- What the task requires -
Transcribe, exactly as they appear, only the lines from the one holding "--target wispy cloud" through the end of the entries below.

- Excerpted data -
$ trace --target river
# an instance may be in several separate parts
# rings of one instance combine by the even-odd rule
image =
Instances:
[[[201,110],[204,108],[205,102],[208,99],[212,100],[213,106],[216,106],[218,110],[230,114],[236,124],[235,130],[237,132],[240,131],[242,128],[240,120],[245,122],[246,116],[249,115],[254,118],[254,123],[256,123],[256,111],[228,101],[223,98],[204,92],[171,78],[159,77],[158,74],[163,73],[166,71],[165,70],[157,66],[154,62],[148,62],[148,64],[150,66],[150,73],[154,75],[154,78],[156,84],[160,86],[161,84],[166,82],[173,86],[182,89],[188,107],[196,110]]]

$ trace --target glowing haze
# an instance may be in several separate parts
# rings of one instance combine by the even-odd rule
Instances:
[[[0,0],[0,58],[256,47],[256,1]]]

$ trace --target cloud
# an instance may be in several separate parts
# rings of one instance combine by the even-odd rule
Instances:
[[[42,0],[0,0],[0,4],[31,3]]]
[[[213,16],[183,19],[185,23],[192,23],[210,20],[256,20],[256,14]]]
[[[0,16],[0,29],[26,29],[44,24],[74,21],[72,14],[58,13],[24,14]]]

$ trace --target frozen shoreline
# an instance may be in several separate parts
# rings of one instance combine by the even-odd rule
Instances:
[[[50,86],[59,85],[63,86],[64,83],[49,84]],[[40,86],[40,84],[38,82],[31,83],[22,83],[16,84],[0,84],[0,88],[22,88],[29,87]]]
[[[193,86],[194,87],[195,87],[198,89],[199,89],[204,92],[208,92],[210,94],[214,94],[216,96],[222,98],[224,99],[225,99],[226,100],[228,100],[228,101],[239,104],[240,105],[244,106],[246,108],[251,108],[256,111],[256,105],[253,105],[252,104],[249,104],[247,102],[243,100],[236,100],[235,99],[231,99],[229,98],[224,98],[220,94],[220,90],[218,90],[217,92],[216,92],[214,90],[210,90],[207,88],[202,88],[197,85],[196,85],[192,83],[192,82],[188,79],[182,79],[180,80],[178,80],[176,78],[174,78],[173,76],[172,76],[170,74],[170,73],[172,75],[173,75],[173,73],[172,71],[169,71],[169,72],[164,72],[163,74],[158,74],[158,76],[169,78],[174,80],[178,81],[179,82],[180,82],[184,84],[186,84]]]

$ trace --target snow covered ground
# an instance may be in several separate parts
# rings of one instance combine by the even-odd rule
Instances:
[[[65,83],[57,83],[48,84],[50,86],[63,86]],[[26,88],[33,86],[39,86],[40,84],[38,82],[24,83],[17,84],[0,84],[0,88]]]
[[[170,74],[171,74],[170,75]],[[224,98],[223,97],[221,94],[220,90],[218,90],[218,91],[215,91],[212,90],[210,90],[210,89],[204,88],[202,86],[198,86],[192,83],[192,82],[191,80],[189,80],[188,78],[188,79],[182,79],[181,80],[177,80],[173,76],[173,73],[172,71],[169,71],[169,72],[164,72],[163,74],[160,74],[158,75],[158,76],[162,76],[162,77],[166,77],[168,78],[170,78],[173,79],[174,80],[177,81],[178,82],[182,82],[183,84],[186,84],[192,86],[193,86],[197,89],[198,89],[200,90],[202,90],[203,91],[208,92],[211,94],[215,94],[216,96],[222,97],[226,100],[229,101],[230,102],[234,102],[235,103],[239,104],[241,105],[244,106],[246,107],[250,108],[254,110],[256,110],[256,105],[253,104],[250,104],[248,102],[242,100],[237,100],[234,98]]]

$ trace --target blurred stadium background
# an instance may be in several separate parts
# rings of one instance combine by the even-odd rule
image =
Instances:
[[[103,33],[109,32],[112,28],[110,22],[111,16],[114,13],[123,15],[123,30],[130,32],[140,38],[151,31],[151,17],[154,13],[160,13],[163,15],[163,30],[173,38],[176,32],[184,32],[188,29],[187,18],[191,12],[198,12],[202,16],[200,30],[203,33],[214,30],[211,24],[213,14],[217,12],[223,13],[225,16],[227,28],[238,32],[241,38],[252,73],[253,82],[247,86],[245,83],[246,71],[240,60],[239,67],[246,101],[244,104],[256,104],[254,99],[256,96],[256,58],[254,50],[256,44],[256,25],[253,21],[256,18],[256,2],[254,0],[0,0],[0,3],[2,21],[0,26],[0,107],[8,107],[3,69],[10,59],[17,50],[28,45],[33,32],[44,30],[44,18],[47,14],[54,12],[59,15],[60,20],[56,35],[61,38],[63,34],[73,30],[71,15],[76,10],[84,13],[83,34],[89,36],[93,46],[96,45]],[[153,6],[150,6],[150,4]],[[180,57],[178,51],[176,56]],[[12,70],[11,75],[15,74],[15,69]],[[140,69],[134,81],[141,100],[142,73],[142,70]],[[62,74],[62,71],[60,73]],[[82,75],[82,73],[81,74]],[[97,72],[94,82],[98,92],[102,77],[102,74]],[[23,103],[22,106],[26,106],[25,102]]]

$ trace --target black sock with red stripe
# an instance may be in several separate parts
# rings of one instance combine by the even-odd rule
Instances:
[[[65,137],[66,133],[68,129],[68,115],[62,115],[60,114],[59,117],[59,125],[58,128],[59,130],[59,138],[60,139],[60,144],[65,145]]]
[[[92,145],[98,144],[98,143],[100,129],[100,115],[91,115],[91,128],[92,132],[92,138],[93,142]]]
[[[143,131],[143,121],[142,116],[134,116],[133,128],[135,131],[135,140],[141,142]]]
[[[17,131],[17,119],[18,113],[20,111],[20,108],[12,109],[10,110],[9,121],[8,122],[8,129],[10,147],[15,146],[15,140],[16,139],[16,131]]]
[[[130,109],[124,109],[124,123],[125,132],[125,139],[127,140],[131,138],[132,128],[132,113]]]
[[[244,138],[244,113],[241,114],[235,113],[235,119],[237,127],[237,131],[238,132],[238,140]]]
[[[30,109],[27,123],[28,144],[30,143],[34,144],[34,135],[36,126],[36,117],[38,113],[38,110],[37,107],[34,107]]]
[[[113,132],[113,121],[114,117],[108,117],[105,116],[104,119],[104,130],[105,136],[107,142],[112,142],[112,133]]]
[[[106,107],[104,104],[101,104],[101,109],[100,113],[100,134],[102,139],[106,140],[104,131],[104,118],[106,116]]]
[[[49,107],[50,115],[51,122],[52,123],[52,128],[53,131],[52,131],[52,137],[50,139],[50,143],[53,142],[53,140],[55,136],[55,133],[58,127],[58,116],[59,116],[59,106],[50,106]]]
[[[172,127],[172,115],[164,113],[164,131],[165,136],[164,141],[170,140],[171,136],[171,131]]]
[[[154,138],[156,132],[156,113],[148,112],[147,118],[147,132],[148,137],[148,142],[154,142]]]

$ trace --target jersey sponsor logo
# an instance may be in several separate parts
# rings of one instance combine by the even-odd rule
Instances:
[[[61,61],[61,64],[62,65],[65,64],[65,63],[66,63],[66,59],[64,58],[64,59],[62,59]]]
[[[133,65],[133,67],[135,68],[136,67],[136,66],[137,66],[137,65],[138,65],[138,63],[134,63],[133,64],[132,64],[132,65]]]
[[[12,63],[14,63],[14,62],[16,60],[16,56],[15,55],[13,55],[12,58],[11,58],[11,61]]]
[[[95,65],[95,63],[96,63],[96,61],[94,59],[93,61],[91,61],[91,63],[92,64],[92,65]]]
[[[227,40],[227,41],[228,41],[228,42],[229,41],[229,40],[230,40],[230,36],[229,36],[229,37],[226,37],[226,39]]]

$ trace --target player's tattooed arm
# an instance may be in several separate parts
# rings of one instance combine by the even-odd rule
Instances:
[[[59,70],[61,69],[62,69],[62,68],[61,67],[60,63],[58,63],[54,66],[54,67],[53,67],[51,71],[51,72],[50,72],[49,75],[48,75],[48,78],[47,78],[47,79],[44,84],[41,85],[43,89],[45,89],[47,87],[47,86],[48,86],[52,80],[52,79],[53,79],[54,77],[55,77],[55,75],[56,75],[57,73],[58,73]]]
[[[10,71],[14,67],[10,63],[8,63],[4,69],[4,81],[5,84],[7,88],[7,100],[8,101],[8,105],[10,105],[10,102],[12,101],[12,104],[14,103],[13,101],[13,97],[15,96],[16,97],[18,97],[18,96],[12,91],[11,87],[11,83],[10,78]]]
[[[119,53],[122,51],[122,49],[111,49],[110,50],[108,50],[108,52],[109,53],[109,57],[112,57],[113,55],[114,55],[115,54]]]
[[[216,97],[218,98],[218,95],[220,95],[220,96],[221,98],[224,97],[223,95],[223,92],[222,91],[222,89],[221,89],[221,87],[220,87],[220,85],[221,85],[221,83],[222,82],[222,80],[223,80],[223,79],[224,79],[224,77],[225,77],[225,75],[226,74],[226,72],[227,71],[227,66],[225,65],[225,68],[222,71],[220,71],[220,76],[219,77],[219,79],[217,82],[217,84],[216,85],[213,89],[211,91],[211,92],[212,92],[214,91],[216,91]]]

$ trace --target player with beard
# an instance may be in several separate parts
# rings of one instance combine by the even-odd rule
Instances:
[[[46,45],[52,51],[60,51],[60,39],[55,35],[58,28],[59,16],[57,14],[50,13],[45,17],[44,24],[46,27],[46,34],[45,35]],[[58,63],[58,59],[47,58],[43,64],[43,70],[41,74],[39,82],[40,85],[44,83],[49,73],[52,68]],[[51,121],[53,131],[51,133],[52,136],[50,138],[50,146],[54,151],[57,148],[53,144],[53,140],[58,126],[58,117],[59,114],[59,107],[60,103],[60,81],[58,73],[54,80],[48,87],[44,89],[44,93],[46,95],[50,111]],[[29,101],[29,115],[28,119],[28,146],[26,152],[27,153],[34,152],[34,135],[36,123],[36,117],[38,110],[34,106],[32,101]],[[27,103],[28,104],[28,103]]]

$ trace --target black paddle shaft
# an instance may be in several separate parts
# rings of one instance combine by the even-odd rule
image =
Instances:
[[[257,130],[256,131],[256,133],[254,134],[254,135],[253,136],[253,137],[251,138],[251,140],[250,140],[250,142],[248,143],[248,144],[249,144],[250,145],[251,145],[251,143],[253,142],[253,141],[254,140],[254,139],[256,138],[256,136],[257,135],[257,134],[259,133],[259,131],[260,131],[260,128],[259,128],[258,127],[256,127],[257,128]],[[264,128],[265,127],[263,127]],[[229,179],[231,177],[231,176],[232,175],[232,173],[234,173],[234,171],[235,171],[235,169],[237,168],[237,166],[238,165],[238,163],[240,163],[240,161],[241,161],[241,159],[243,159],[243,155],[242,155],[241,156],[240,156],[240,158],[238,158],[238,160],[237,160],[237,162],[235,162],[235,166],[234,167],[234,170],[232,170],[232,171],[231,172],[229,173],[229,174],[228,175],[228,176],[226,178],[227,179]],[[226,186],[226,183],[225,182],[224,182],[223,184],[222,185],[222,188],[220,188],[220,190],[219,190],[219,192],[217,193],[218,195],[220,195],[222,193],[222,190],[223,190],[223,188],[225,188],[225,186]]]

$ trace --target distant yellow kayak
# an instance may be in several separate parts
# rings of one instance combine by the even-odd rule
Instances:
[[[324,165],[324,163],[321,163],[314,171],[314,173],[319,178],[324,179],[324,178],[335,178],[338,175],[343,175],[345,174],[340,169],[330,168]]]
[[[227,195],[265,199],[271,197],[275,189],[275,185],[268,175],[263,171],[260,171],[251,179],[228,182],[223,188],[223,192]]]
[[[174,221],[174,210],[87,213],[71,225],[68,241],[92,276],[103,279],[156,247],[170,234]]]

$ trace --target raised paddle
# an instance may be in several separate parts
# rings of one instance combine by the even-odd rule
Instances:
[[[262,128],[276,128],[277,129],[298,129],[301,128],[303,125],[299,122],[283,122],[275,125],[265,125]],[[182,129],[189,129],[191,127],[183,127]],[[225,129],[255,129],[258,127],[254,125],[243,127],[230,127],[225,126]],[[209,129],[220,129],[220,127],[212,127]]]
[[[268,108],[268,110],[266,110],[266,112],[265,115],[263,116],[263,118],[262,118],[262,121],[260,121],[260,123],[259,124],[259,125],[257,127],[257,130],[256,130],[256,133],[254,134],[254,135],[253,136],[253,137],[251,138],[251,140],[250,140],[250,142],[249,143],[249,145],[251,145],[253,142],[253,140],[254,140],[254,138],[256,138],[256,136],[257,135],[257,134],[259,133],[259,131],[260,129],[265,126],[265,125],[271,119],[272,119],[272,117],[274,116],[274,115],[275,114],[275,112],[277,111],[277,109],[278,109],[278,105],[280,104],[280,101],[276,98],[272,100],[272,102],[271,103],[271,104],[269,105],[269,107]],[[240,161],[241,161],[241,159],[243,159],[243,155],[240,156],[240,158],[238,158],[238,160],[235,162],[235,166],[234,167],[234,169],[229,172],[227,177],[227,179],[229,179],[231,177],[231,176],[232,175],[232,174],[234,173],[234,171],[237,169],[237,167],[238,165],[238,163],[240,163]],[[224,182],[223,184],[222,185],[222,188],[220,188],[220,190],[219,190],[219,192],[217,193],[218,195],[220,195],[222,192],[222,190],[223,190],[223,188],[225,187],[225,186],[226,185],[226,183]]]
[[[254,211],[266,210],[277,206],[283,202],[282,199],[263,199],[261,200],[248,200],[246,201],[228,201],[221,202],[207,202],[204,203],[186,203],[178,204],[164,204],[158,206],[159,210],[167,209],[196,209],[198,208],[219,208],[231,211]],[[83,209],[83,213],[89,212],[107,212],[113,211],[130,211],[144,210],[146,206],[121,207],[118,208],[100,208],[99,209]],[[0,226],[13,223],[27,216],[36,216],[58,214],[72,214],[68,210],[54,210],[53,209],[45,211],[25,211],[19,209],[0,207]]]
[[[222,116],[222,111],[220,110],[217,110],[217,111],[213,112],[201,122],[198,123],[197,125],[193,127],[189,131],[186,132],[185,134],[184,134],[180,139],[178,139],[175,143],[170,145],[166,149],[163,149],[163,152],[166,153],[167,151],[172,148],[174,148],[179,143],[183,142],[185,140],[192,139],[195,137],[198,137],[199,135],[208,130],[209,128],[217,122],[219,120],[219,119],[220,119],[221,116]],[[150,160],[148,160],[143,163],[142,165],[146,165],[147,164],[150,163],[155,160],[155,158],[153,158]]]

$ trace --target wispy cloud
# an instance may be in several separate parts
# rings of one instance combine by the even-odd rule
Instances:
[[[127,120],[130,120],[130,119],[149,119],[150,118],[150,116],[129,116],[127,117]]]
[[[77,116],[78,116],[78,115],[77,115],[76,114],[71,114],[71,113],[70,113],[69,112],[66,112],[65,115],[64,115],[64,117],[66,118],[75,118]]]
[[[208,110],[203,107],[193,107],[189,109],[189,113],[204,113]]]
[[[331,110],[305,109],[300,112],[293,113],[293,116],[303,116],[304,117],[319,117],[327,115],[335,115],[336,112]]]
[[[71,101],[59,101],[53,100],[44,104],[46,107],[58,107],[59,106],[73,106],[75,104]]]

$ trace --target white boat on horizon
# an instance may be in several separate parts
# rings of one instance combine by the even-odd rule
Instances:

- Result -
$ trace --target wispy cloud
# an instance may be in several separate parts
# rings of one instance combine by the even-odd rule
Instances:
[[[127,120],[130,120],[130,119],[149,119],[150,118],[150,116],[129,116],[127,117]]]
[[[77,116],[78,116],[78,115],[77,115],[76,114],[71,114],[71,113],[70,113],[69,112],[66,112],[65,115],[64,115],[64,117],[66,118],[75,118]]]
[[[208,110],[203,107],[193,107],[189,109],[189,113],[204,113]]]
[[[331,110],[305,109],[300,112],[293,113],[293,116],[303,116],[304,117],[319,117],[327,115],[335,115],[336,112]]]
[[[71,101],[59,101],[53,100],[44,104],[46,107],[58,107],[59,106],[73,106],[75,104]]]

$ trace --target white boat on horizon
# an instance may be in several separate parts
# rings of one instance combine by the even-odd rule
Instances:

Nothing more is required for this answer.